(Request a) Find every row that contains the word "chair" and copy each of those rows in full. Case counts.

(Document extract)
## BEGIN

Live Green Plano Fashion Part 2 - Trashion

By Rita Cook    
    
Andrea Allison’s day job is working at the City of Plano as the Commercial Recycling Coordinator so she is, of course, environmentally friendly. Earlier this year she tried her hand at an eco-friendly talent however, that she says was definitely out of her comfort zone. Allison took part in the Plano Live Green Expo’s eco-friendly fashion show along with the number of talented high school students who took the fashion show by storm.

However, another group that also wowed the audience of which Allison was a part of was called Trashion Designers.  The Trashion Designers were put to the test, and they passed, to design fashion made from materials or supplies that would normally be discarded or articles used for apparel or adornment, which is not its original intended purpose.  Allison’s design was a dashiki made from a used bath towel and sample drapery squares, which she purchased from Joanne Fabrics for a $1.  Her grandson Trey then modeled her design on stage at the fashion show.



 

 

 

 

 

 

 

 


Dashiki front, Dashiki back, Dress of gift bags and lei's

“My original concept was to make an outfit made from Caprisun containers for my eight-year-old grandson to wear.  The containers are so colorful and youthful,” Allison says.  “I had to scratch the Caprisun sun packaging idea though as they are not flexible [enough] to work with and even when I attempted to sew them on a thin fabric it didn’t have the look I wanted to achieve in my head.”

## END

(Excerpted data)
## BEGIN

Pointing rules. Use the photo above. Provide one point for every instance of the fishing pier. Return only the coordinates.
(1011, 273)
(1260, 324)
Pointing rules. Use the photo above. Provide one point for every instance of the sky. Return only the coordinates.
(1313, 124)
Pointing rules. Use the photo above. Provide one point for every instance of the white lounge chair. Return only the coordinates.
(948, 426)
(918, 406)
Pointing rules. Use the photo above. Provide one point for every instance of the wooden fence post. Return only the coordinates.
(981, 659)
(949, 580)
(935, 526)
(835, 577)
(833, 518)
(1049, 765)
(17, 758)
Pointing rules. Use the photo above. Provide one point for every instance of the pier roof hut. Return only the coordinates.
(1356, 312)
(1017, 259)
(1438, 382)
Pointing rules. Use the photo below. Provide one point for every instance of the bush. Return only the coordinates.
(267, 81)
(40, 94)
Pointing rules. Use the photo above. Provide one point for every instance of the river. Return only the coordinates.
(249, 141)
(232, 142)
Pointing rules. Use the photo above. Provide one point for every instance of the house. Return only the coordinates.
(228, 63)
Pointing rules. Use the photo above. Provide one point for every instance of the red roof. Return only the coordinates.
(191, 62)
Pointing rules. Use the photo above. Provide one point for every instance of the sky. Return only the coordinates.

## END
## BEGIN

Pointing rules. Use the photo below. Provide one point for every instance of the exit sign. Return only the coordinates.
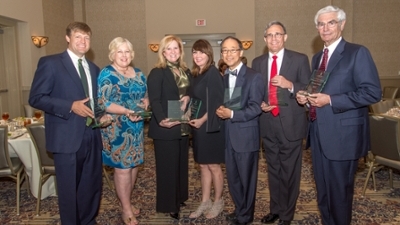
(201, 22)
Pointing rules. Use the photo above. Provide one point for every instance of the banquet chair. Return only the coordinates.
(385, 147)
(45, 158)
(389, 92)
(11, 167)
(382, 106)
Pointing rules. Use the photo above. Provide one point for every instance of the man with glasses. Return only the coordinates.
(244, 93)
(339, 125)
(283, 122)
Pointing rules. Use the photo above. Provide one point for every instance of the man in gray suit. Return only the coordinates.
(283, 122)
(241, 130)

## END
## BEGIN

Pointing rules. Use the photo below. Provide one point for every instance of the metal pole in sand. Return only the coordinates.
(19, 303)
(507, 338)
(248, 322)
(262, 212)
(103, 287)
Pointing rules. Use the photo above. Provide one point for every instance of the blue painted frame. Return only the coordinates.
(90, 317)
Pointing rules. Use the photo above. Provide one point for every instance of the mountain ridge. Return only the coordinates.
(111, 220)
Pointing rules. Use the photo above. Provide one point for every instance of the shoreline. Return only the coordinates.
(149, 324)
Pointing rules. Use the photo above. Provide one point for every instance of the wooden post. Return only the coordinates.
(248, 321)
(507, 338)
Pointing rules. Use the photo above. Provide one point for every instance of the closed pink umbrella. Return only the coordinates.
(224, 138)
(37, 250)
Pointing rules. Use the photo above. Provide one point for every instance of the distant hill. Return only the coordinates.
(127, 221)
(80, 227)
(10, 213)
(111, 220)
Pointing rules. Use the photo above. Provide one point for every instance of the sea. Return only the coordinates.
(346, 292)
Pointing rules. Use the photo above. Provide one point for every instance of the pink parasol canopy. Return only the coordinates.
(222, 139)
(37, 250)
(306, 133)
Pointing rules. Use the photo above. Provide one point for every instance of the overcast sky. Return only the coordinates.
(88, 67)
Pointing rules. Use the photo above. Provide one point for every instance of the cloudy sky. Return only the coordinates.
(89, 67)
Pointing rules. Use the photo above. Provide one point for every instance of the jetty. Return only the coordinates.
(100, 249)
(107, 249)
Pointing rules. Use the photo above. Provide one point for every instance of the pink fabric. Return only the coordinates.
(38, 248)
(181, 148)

## END

(Request b)
Answer these questions from the trashion article:
(i) What position does Andrea Allison hold at the City of Plano?
(ii) What materials did Allison use to make her dashiki?
(iii) Who modeled Allison's design on stage?

(Task output a)
Pointing rules. Use the photo above. Provide one point for every instance of the white lounge chair. Return only the coordinates.
Pointing rules. Use the photo above. Provide one point for every instance of the banquet chair. Return only the coordinates.

(Task output b)
(i) Commercial Recycling Coordinator
(ii) A used bath towel and sample drapery squares
(iii) Her grandson Trey